> _Texto para análisis_
#####

HENRY MILLER. Trópico de cáncer (Tropic of Cancer). Seix Barral. 288 páginas. Traducción de Carlos Manzano.
Decía Camarón de la Isla que para cantar bien el flamenco era necesario haber pasado hambre. No es ésta una conditio sine qua non en literatura, pero se le acerca. Gran parte de los libros que he leído y supuran verdad, los que están escritos con sangre, bilis y semen, han salido de las manos de escritores que conocieron de cerca la pobreza. Cronológicamente, el primero de ellos en caer en mis manos fue Trópico de Cáncer, de Henry Miller. Recuerdo el impacto que me produjo su lectura, allá en la adolescencia. Un cuarto de siglo después, he releído el libro. La pasión que por entonces había en mí puede que se haya apagado, pero mi amor por este libro continúa intacto. Después llegaron Bukowski, Cèline o Fante, pero la primera gran obra literaria sobre el lado oscuro de la vida que leí fue Trópico de Cáncer, y esa cosas no se olvidan.

#####

> _Datos para análisis_

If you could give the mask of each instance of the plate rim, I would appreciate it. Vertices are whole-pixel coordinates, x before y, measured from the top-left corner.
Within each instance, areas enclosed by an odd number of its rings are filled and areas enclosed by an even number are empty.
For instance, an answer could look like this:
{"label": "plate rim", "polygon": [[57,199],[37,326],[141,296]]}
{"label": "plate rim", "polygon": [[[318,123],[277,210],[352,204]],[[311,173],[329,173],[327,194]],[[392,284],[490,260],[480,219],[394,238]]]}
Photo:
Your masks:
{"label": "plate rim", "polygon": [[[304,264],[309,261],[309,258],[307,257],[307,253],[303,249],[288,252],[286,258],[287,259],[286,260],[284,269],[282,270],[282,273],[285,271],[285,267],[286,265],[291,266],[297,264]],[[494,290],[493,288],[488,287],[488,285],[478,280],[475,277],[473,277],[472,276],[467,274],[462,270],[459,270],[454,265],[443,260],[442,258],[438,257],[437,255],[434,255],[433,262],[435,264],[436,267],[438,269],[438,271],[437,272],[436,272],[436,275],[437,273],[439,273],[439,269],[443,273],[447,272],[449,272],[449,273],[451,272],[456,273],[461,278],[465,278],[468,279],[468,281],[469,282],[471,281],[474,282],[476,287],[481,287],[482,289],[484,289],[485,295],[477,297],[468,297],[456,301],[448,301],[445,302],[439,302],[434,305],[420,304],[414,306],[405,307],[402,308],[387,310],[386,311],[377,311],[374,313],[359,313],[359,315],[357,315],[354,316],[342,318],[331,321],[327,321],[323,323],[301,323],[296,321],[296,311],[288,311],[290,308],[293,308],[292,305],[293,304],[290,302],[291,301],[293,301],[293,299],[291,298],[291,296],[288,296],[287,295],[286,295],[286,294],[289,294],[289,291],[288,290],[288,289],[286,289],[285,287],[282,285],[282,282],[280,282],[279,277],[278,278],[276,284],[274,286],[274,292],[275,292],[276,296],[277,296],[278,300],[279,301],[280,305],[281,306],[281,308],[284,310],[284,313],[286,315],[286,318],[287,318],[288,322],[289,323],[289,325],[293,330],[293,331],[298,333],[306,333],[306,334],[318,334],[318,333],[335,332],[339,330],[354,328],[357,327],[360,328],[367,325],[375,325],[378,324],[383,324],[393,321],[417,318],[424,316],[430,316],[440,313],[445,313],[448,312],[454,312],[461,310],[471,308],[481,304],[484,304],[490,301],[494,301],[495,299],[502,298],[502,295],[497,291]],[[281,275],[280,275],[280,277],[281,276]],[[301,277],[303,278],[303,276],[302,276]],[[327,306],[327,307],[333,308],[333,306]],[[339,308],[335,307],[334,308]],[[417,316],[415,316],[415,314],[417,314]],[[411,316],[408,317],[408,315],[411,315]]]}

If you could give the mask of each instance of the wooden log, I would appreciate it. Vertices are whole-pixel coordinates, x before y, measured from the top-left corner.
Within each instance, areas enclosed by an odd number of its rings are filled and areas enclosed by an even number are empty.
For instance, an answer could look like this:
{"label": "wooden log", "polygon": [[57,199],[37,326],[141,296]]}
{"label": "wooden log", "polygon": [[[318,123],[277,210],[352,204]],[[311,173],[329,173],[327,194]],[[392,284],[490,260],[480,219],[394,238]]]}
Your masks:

#####

> _Tarea asignada_
Cita tal cual el fragmento de la reseña de Trópico de cáncer que comienza en "Decía Camarón de" y termina en "no se olvidan.". Las filas constituyen un material aparte, independiente del texto.

> _Respuesta a la tarea_
Decía Camarón de la Isla que para cantar bien el flamenco era necesario haber pasado hambre. No es ésta una conditio sine qua non en literatura, pero se le acerca. Gran parte de los libros que he leído y supuran verdad, los que están escritos con sangre, bilis y semen, han salido de las manos de escritores que conocieron de cerca la pobreza. Cronológicamente, el primero de ellos en caer en mis manos fue Trópico de Cáncer, de Henry Miller. Recuerdo el impacto que me produjo su lectura, allá en la adolescencia. Un cuarto de siglo después, he releído el libro. La pasión que por entonces había en mí puede que se haya apagado, pero mi amor por este libro continúa intacto. Después llegaron Bukowski, Cèline o Fante, pero la primera gran obra literaria sobre el lado oscuro de la vida que leí fue Trópico de Cáncer, y esa cosas no se olvidan.